----- Information shown
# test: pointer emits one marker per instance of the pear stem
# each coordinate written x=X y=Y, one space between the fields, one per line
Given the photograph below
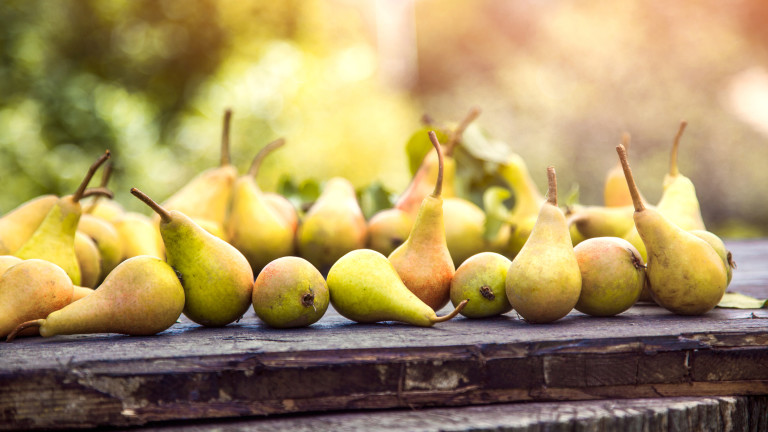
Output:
x=164 y=214
x=455 y=312
x=636 y=199
x=23 y=326
x=97 y=192
x=89 y=175
x=256 y=164
x=673 y=170
x=473 y=113
x=552 y=186
x=439 y=182
x=225 y=160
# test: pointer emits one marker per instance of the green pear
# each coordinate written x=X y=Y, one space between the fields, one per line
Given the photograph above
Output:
x=138 y=236
x=217 y=279
x=333 y=226
x=423 y=261
x=54 y=239
x=207 y=195
x=31 y=290
x=544 y=281
x=612 y=275
x=141 y=296
x=18 y=225
x=685 y=273
x=388 y=229
x=365 y=287
x=290 y=292
x=254 y=227
x=720 y=248
x=481 y=279
x=88 y=260
x=107 y=240
x=678 y=200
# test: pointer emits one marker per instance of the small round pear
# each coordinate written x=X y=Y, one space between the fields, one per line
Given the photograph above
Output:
x=481 y=278
x=612 y=275
x=290 y=292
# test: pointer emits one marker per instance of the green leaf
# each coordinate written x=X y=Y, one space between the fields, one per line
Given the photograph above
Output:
x=419 y=145
x=733 y=300
x=496 y=213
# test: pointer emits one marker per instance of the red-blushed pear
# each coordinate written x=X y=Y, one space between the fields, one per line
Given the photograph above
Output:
x=365 y=288
x=254 y=227
x=141 y=296
x=685 y=273
x=217 y=279
x=423 y=261
x=207 y=196
x=54 y=239
x=31 y=290
x=544 y=281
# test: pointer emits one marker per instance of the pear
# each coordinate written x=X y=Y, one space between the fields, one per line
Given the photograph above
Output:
x=30 y=290
x=685 y=273
x=615 y=192
x=138 y=236
x=528 y=201
x=423 y=261
x=141 y=296
x=678 y=200
x=365 y=287
x=254 y=227
x=18 y=225
x=388 y=229
x=54 y=239
x=612 y=275
x=217 y=279
x=290 y=292
x=421 y=184
x=333 y=226
x=481 y=279
x=720 y=248
x=88 y=260
x=544 y=282
x=207 y=195
x=107 y=240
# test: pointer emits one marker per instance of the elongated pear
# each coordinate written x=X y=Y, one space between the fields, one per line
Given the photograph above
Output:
x=333 y=226
x=31 y=290
x=544 y=281
x=217 y=279
x=207 y=195
x=678 y=200
x=423 y=261
x=54 y=239
x=18 y=225
x=141 y=296
x=254 y=227
x=685 y=273
x=365 y=288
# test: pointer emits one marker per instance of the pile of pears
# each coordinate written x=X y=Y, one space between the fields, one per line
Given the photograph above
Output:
x=220 y=246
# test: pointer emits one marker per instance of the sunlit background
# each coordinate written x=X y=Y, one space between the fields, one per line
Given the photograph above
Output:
x=346 y=83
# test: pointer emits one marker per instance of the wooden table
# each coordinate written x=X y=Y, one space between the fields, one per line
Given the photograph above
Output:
x=247 y=369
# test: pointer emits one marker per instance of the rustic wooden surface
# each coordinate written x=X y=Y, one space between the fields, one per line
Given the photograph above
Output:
x=189 y=372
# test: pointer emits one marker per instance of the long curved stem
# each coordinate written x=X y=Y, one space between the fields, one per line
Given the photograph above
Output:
x=552 y=186
x=225 y=160
x=263 y=153
x=455 y=312
x=23 y=326
x=636 y=199
x=164 y=214
x=89 y=175
x=673 y=169
x=439 y=182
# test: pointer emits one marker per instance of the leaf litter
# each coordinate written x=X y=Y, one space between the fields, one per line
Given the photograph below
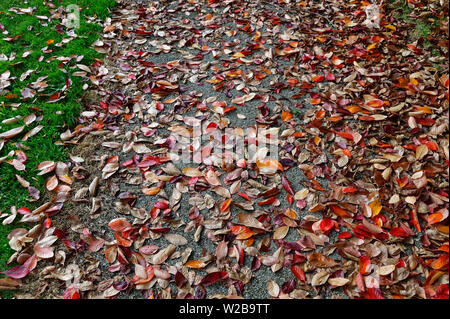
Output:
x=355 y=206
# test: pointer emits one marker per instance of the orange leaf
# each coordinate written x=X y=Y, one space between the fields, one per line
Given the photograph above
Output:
x=197 y=264
x=286 y=116
x=340 y=211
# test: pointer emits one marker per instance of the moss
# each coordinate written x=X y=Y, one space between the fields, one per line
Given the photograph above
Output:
x=56 y=117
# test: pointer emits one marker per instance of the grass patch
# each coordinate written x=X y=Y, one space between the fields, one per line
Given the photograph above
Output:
x=40 y=49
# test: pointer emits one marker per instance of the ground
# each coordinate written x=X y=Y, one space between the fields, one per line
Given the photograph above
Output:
x=353 y=203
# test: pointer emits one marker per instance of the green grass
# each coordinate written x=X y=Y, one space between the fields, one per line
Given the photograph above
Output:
x=422 y=27
x=56 y=117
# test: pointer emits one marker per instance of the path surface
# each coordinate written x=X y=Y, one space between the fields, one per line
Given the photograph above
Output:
x=325 y=219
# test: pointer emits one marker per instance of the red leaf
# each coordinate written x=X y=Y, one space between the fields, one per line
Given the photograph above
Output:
x=214 y=277
x=398 y=232
x=287 y=185
x=298 y=272
x=17 y=272
x=71 y=293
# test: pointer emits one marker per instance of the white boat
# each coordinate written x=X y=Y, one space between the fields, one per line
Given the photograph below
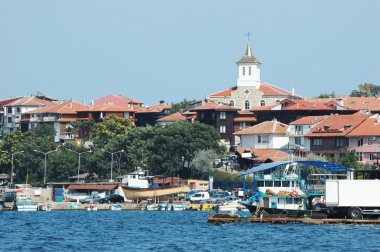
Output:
x=23 y=203
x=92 y=207
x=116 y=207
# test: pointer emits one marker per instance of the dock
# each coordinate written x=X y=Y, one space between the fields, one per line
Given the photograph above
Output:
x=285 y=220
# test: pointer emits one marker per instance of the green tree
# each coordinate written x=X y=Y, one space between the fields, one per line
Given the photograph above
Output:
x=176 y=107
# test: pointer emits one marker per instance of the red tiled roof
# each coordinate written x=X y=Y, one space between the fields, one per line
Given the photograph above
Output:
x=159 y=108
x=353 y=103
x=267 y=127
x=108 y=108
x=30 y=101
x=337 y=125
x=370 y=127
x=308 y=120
x=172 y=118
x=117 y=100
x=92 y=187
x=214 y=106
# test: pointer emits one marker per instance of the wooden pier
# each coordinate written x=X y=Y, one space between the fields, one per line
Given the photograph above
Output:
x=284 y=220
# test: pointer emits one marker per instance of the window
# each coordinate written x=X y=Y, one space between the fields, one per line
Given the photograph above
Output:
x=339 y=142
x=360 y=141
x=317 y=141
x=246 y=104
x=222 y=115
x=297 y=140
x=268 y=183
x=222 y=129
x=370 y=140
x=360 y=156
x=262 y=139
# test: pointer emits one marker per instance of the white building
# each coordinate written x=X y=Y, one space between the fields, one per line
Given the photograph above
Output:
x=250 y=91
x=299 y=128
x=266 y=135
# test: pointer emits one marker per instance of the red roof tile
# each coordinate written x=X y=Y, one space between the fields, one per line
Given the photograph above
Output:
x=370 y=127
x=337 y=125
x=267 y=127
x=308 y=120
x=173 y=118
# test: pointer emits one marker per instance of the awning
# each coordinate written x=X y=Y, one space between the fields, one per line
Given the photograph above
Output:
x=334 y=168
x=92 y=187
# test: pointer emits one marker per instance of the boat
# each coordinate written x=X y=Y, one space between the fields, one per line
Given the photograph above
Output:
x=23 y=203
x=92 y=207
x=138 y=186
x=116 y=207
x=280 y=189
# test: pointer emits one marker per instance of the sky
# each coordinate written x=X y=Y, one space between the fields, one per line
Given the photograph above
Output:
x=173 y=50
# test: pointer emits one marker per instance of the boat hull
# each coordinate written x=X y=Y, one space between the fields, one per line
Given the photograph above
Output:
x=151 y=193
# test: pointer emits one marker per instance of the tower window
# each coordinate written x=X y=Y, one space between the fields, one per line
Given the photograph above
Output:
x=247 y=105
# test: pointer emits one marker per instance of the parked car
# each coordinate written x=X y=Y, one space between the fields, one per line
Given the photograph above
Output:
x=217 y=198
x=90 y=199
x=112 y=198
x=9 y=196
x=200 y=197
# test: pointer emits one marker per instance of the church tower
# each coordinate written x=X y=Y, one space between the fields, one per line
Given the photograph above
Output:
x=249 y=70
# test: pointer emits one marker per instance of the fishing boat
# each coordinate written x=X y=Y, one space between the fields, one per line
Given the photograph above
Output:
x=116 y=207
x=284 y=188
x=138 y=186
x=23 y=203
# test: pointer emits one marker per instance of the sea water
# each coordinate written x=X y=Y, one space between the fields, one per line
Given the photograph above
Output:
x=172 y=231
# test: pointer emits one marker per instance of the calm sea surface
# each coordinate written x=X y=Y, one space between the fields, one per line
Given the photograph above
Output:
x=171 y=231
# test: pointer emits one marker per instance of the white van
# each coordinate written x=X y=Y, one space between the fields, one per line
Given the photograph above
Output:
x=199 y=197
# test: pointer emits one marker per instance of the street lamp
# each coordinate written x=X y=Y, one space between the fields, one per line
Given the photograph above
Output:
x=79 y=154
x=45 y=153
x=12 y=168
x=121 y=151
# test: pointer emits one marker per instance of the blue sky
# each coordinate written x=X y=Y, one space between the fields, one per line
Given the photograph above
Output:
x=171 y=50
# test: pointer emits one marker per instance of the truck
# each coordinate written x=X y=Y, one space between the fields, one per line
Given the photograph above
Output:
x=353 y=198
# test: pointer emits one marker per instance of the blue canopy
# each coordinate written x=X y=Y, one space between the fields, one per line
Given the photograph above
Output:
x=334 y=168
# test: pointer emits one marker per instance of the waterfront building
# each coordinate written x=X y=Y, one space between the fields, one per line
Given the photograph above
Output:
x=329 y=138
x=60 y=116
x=250 y=91
x=365 y=140
x=297 y=131
x=12 y=111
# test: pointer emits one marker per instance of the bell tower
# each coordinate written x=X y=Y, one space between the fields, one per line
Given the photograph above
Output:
x=248 y=69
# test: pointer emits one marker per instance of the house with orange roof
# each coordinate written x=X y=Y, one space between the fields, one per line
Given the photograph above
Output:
x=250 y=91
x=148 y=115
x=172 y=118
x=365 y=140
x=329 y=137
x=219 y=116
x=13 y=110
x=117 y=100
x=298 y=143
x=266 y=135
x=60 y=116
x=288 y=111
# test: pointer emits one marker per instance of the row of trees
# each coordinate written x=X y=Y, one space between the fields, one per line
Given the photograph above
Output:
x=174 y=149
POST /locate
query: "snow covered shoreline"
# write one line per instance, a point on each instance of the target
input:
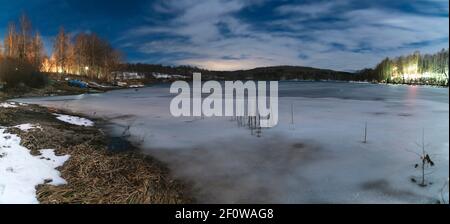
(21, 172)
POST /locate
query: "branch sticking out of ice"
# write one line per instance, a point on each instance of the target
(21, 172)
(74, 120)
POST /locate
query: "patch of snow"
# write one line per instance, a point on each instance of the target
(8, 105)
(21, 172)
(27, 127)
(74, 120)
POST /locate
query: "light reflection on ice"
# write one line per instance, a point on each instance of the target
(319, 158)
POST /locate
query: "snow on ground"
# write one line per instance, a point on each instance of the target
(21, 172)
(74, 120)
(27, 127)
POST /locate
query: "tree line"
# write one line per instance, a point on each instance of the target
(415, 68)
(23, 57)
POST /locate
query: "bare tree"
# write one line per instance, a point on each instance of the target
(36, 53)
(425, 161)
(10, 42)
(61, 50)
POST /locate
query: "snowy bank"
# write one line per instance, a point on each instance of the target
(21, 172)
(74, 120)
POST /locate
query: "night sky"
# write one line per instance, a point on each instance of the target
(228, 35)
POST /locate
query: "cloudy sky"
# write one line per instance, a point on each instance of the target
(239, 34)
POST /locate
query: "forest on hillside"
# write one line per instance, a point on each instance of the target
(415, 68)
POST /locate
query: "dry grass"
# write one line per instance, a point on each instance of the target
(93, 174)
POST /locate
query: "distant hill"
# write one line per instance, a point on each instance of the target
(263, 73)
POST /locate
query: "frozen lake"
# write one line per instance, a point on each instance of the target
(319, 159)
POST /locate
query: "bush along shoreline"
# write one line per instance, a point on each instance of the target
(91, 172)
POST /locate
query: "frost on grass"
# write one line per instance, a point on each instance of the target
(21, 172)
(74, 120)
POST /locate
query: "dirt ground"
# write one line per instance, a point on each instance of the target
(95, 175)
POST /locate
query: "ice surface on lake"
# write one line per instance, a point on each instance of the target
(319, 159)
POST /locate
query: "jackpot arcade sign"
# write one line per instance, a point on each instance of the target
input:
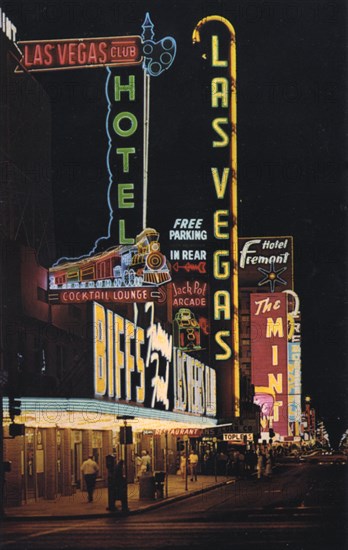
(197, 275)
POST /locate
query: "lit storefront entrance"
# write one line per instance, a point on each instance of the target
(46, 461)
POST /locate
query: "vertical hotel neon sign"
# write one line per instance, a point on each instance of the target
(222, 269)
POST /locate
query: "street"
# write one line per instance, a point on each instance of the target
(301, 507)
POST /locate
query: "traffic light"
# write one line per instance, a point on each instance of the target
(14, 407)
(16, 429)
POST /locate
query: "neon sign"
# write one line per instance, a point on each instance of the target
(140, 364)
(225, 322)
(82, 53)
(269, 369)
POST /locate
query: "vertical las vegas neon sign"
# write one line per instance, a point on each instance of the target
(223, 108)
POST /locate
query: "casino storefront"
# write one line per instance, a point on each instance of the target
(81, 373)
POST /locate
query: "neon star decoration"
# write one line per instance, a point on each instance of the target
(272, 277)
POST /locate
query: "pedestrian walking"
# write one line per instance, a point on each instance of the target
(90, 469)
(183, 465)
(260, 463)
(193, 464)
(121, 486)
(138, 464)
(145, 462)
(268, 466)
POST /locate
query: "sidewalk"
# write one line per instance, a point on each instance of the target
(76, 506)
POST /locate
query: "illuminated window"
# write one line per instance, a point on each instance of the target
(41, 294)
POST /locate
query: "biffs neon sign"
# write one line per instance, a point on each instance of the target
(140, 365)
(223, 177)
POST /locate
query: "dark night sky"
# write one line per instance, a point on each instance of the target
(290, 60)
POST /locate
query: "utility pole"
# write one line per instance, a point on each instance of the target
(3, 381)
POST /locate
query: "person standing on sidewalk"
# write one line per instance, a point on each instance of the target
(193, 463)
(121, 486)
(90, 469)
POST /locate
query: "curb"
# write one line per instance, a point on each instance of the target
(120, 514)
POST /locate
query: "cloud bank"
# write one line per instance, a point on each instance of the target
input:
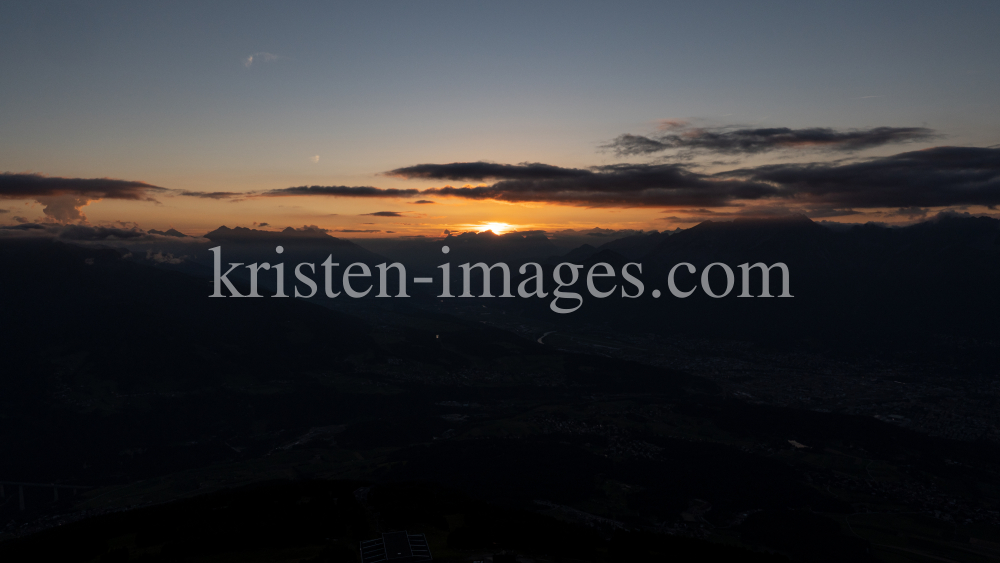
(732, 141)
(63, 198)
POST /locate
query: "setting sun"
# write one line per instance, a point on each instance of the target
(497, 228)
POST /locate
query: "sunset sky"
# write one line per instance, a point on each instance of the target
(643, 115)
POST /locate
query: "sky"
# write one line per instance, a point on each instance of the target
(503, 115)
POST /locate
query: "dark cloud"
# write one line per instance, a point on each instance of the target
(64, 197)
(385, 214)
(910, 212)
(213, 195)
(88, 233)
(343, 191)
(24, 227)
(621, 185)
(728, 140)
(479, 171)
(938, 177)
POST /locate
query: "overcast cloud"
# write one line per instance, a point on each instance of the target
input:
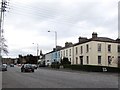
(27, 22)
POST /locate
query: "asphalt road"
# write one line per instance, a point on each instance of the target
(48, 78)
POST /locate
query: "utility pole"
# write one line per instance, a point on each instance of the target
(4, 4)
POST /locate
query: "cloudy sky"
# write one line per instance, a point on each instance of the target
(28, 22)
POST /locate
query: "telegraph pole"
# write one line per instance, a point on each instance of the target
(4, 4)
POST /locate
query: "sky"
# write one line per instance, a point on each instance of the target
(28, 21)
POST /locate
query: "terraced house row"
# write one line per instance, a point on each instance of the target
(96, 50)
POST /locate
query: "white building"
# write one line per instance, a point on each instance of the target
(94, 51)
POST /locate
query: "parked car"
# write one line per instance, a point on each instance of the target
(3, 67)
(11, 65)
(35, 66)
(27, 68)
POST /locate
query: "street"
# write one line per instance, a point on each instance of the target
(48, 78)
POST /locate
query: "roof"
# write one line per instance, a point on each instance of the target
(99, 39)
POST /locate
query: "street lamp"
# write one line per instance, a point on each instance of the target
(37, 52)
(55, 42)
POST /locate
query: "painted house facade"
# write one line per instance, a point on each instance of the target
(100, 51)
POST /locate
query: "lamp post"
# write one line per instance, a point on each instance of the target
(37, 52)
(55, 42)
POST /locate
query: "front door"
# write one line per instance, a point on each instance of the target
(81, 60)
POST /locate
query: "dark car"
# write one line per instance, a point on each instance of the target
(3, 67)
(35, 66)
(11, 65)
(27, 68)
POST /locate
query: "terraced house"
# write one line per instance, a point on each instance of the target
(96, 50)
----------
### Task
Starting at the line that has "the green tree" and ending at the line that has "the boat hull", please write out the lines above exactly, leaving out all others.

### Output of the exercise
# test: pointer emits one marker per instance of the green tree
# each coordinate written x=X y=Y, one space between the fields, one per line
Given the photograph above
Output:
x=176 y=107
# test: pointer emits one marker per instance of the red tiled roof
# each coordinate written x=X y=Y, one space between the fields, one per line
Given the photograph above
Output:
x=159 y=108
x=353 y=103
x=267 y=127
x=108 y=108
x=30 y=101
x=337 y=125
x=370 y=127
x=308 y=120
x=172 y=118
x=117 y=100
x=92 y=187
x=214 y=106
# test: pointer emits one marker per instance of the wooden pier
# each coordinate written x=X y=Y, one space between the fields, one per line
Given the photograph above
Output:
x=284 y=220
# test: pointer emits one marker per instance of the window
# each coordinate written x=X y=Y, one space between the fields, one per line
Given the photograph above
Output:
x=339 y=142
x=360 y=141
x=317 y=141
x=246 y=104
x=222 y=115
x=297 y=140
x=268 y=183
x=222 y=129
x=370 y=140
x=360 y=156
x=262 y=139
# test: pointer emits one marker per instance of the white building
# each coordinate written x=X y=Y, one space between the fields, one per line
Given the photograph above
Output:
x=250 y=91
x=299 y=128
x=266 y=135
# test: pointer emits one marker per instance of the red roof tile
# each coordinate written x=X y=Y, one space between the fields, one per line
Given the photograph above
Output:
x=370 y=127
x=337 y=125
x=267 y=127
x=308 y=120
x=173 y=118
# test: pointer emits one marker per instance of the awning
# each coordinate written x=X y=Y, one space between the fields, one per line
Given the photograph above
Output:
x=334 y=168
x=92 y=187
# test: pointer emits one marker per instance of the boat
# each coordinate written x=X y=Y, one space between the fields, one per line
Given the photograph above
Output:
x=23 y=203
x=92 y=207
x=138 y=186
x=116 y=207
x=280 y=189
# test: pointer emits one marker per instance of the sky
# each coordinate written x=X y=Y, one space between the fields, one per line
Given the photograph above
Output:
x=173 y=50
# test: pointer emits one marker per instance of the boat hull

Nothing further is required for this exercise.